***** Data for processing *****
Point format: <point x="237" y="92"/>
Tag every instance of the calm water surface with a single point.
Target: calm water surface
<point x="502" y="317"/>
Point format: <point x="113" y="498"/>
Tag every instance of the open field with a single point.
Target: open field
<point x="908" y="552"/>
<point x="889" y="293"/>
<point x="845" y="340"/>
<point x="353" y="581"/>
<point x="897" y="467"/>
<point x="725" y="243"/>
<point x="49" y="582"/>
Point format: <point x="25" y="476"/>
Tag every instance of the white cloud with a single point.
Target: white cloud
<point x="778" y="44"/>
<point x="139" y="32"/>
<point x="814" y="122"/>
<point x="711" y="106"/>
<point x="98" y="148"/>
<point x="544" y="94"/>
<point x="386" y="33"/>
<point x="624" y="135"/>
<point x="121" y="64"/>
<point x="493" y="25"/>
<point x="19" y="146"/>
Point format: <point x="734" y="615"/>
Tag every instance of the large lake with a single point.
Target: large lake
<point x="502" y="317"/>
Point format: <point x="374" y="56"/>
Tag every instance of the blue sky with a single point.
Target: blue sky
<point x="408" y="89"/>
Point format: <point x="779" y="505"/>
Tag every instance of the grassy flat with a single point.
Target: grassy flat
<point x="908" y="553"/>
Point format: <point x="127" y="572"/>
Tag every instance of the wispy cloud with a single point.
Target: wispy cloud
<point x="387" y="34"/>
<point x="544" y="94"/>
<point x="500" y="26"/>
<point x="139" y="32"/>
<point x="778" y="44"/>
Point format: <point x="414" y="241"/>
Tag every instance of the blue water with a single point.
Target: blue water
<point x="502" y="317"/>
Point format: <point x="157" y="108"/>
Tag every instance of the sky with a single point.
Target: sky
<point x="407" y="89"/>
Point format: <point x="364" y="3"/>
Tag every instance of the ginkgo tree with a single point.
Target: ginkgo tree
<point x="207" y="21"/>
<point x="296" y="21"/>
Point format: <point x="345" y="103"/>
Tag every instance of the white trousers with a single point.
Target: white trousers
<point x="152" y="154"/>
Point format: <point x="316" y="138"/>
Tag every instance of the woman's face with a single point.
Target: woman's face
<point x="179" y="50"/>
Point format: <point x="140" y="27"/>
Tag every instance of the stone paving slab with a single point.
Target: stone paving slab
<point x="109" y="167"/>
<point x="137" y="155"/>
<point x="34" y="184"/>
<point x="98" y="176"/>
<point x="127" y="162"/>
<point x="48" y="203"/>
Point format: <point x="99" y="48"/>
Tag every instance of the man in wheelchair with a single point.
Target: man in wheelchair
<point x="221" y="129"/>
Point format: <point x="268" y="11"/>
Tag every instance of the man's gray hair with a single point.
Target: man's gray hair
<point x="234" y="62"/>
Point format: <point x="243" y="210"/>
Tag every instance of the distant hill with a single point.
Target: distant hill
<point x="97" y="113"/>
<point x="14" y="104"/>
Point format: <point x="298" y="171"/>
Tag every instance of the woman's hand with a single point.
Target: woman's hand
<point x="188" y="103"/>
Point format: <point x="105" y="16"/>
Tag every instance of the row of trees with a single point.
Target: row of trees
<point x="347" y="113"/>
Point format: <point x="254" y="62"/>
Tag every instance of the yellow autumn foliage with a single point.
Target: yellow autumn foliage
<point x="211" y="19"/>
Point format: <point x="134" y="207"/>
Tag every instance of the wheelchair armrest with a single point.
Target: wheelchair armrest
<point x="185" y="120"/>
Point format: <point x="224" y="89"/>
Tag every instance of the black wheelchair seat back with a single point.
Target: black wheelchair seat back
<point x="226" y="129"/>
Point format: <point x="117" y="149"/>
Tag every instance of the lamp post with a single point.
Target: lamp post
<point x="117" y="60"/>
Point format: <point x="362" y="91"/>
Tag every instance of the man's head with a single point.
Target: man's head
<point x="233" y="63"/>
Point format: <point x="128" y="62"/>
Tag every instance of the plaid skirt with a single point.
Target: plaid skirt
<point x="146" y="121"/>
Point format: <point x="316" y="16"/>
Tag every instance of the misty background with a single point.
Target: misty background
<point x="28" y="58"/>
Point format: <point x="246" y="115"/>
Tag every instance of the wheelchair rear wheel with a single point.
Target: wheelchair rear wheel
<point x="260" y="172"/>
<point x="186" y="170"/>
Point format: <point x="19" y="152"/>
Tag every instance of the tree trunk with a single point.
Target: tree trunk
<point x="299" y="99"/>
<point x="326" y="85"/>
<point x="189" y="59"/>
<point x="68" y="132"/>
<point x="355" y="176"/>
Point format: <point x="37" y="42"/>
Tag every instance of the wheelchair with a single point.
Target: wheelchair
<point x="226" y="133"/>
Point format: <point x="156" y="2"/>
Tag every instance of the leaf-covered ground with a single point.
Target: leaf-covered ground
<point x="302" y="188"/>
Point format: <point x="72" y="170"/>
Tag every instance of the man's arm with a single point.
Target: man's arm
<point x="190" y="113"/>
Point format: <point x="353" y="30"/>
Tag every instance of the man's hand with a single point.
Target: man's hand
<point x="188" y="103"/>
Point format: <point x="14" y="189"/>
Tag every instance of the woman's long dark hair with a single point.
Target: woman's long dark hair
*****
Repeat the data verbatim.

Point format: <point x="237" y="92"/>
Tag every instance of the calm water surface with a single point.
Target: calm water surface
<point x="502" y="317"/>
Point format: <point x="113" y="498"/>
Tag every instance of the open field with a single point.
Target: open field
<point x="908" y="552"/>
<point x="889" y="293"/>
<point x="845" y="340"/>
<point x="353" y="581"/>
<point x="897" y="467"/>
<point x="725" y="243"/>
<point x="49" y="582"/>
Point format: <point x="25" y="476"/>
Tag every instance of the white cloud with a single point.
Target: white cloud
<point x="778" y="44"/>
<point x="139" y="32"/>
<point x="814" y="122"/>
<point x="711" y="106"/>
<point x="98" y="148"/>
<point x="544" y="94"/>
<point x="386" y="33"/>
<point x="624" y="135"/>
<point x="121" y="64"/>
<point x="493" y="25"/>
<point x="19" y="146"/>
Point format: <point x="734" y="615"/>
Tag every instance of the large lake with a single point.
Target: large lake
<point x="502" y="317"/>
Point format: <point x="374" y="56"/>
Tag every instance of the blue sky with a single point.
Target: blue sky
<point x="408" y="89"/>
Point format: <point x="779" y="505"/>
Tag every instance of the grassy flat with a single point.
Target: grassy flat
<point x="908" y="553"/>
Point format: <point x="127" y="572"/>
Tag every instance of the wispy cloud with a single point.
Target: wispy cloud
<point x="387" y="34"/>
<point x="544" y="94"/>
<point x="500" y="26"/>
<point x="139" y="32"/>
<point x="778" y="44"/>
Point format: <point x="414" y="241"/>
Tag every instance of the blue water with a single point.
Target: blue water
<point x="502" y="317"/>
Point format: <point x="157" y="108"/>
Tag every instance of the sky with a single point.
Target: sky
<point x="407" y="89"/>
Point format: <point x="364" y="3"/>
Tag every instance of the ginkgo tree with a single point.
Target: ginkgo tree
<point x="207" y="21"/>
<point x="296" y="21"/>
Point format: <point x="345" y="103"/>
Tag every instance of the white trousers with a single point.
Target: white trousers
<point x="152" y="154"/>
Point format: <point x="316" y="138"/>
Tag every instance of the woman's face with a single point.
Target: woman's face
<point x="179" y="50"/>
Point format: <point x="140" y="27"/>
Tag every instance of the stone paving slab with a single point.
Target: stone paving slab
<point x="109" y="167"/>
<point x="137" y="155"/>
<point x="34" y="184"/>
<point x="98" y="176"/>
<point x="127" y="162"/>
<point x="48" y="203"/>
Point format: <point x="99" y="48"/>
Tag every instance of the man in wheelchair with a single point.
Target: man in wheelchair
<point x="221" y="129"/>
Point format: <point x="268" y="11"/>
Tag every instance of the man's gray hair with a single point.
Target: man's gray hair
<point x="234" y="62"/>
Point format: <point x="243" y="210"/>
Tag every instance of the distant hill with a single point.
Target: distant hill
<point x="97" y="113"/>
<point x="14" y="104"/>
Point format: <point x="298" y="171"/>
Tag every instance of the woman's hand with a single point.
Target: woman's hand
<point x="188" y="103"/>
Point format: <point x="105" y="16"/>
Tag every instance of the row of trees with a single point.
Target: row of trees
<point x="347" y="113"/>
Point format: <point x="254" y="62"/>
Tag every instance of the yellow autumn foliage with a single point.
Target: yellow autumn foliage
<point x="211" y="19"/>
Point format: <point x="134" y="207"/>
Tag every instance of the wheelchair armrest with a single point.
Target: wheelchair armrest
<point x="185" y="120"/>
Point format: <point x="224" y="89"/>
Tag every instance of the black wheelchair seat back with a single point.
Target: black wheelchair seat back
<point x="226" y="129"/>
Point format: <point x="117" y="149"/>
Tag every instance of the lamp post with a single point.
Target: lamp post
<point x="117" y="60"/>
Point format: <point x="362" y="91"/>
Tag every instance of the man's head with a single point.
Target: man's head
<point x="233" y="63"/>
Point format: <point x="128" y="62"/>
Tag every instance of the plaid skirt with a single point.
Target: plaid skirt
<point x="146" y="121"/>
Point format: <point x="316" y="16"/>
Tag every instance of the misty background with a single point.
Target: misty background
<point x="28" y="58"/>
Point format: <point x="246" y="115"/>
Tag every instance of the wheelchair rear wheel with a single point.
Target: wheelchair rear wheel
<point x="260" y="172"/>
<point x="186" y="170"/>
Point format: <point x="19" y="152"/>
Tag every instance of the tree trunk with a single point.
Target: tree trunk
<point x="299" y="99"/>
<point x="326" y="85"/>
<point x="189" y="59"/>
<point x="68" y="132"/>
<point x="355" y="176"/>
Point format: <point x="37" y="42"/>
Tag every instance of the wheelchair with a single point.
Target: wheelchair
<point x="226" y="133"/>
Point format: <point x="156" y="2"/>
Tag every instance of the leaf-covered ground with a single point.
Target: leaf-covered ground
<point x="302" y="188"/>
Point format: <point x="72" y="170"/>
Tag every instance of the man's arm with a single point.
Target: man's arm
<point x="190" y="113"/>
Point format: <point x="353" y="30"/>
Tag every instance of the man's hand with a single point.
Target: man's hand
<point x="188" y="103"/>
Point format: <point x="14" y="189"/>
Tag every instance of the woman's long dark hair with a single point.
Target: woman's long dark hair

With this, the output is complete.